[Annotated coordinate records]

---

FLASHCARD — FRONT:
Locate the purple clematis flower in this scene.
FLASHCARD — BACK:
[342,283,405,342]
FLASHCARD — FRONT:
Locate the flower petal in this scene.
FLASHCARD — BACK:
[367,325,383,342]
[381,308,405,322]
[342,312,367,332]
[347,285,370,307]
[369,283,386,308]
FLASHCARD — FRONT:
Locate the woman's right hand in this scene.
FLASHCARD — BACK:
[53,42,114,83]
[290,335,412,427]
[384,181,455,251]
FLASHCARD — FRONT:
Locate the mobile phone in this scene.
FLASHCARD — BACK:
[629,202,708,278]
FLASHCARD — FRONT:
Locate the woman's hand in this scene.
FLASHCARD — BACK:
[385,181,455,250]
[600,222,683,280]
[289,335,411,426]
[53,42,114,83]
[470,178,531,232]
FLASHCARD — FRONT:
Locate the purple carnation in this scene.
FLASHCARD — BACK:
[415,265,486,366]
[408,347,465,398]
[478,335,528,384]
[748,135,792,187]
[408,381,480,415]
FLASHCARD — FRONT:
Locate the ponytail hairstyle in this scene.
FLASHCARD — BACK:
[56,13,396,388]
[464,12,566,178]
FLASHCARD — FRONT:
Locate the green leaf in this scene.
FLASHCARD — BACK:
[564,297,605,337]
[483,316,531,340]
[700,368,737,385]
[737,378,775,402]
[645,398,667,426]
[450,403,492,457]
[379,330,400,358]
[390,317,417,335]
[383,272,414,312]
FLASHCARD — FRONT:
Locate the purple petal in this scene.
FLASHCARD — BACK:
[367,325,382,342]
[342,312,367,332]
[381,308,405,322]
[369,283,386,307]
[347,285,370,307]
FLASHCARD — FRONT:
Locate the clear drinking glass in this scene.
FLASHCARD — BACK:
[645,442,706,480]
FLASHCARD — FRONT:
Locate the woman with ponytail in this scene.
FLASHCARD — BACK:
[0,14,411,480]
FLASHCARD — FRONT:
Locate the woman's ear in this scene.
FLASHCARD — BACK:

---

_Exercise goal_: Rewrite everything from the top of the records down to the line containing "[0,14,411,480]", both included, keeping all other wording unchanged. Multiply every coordinate in the answers by 0.65 and round each result to a whole number, with halves rounded up.

_Answer to the problem_:
FLASHCARD — FRONT:
Locate the purple clematis flower in this scene.
FLASHCARD — BACK:
[222,184,263,222]
FLASHCARD — FRONT:
Locate the flower petal in this scene.
FLASHCARD — BACK:
[239,211,249,222]
[248,200,263,209]
[222,203,239,216]
[226,185,241,200]
[240,184,251,200]
FLASHCARD — FRONT:
Locate the woman's right hand in this scene.
FLASHCARD — BACK:
[34,27,74,54]
[189,218,268,278]
[250,118,296,163]
FLASHCARD — FRONT:
Locate the mobile phone in this scene.
FLASHCARD — BACK:
[409,131,460,181]
FLASHCARD — FRONT:
Locate the woman's hand in this scene.
FLASHCARD — BACK:
[250,118,296,163]
[390,144,444,182]
[188,218,267,277]
[34,27,74,54]
[306,116,345,151]
FLASHCARD — FRONT:
Locate the purple carnation in this scene.
FLASHCARD — BACK:
[270,172,316,238]
[265,226,302,259]
[311,218,343,250]
[486,88,515,122]
[265,248,312,270]
FLASHCARD — FRONT:
Locate the ponytail hairstyle in this scene.
FLASHCARD — BACK:
[36,8,257,252]
[302,8,368,116]
FLASHCARD — FRONT:
Locate the green leaf in this scene.
FLASHCARD — BACK:
[367,193,393,219]
[314,205,345,221]
[455,239,479,250]
[479,246,504,261]
[419,259,434,277]
[293,262,320,297]
[246,215,260,233]
[254,206,271,218]
[249,177,269,203]
FLASHCARD — FRONT:
Locate the purple petal in this scene.
FLASHCARD — BACK:
[239,211,248,222]
[222,203,239,216]
[248,200,263,209]
[240,184,251,200]
[226,185,241,200]
FLASHCARD — FRONT:
Locate the clear drinking glass in this scene.
FLASHCARD — BACK:
[419,287,459,312]
FLASHCARD — FRONT:
Locate the woman with ponytail in this scene.
FLASHCARD — BACK:
[0,9,267,312]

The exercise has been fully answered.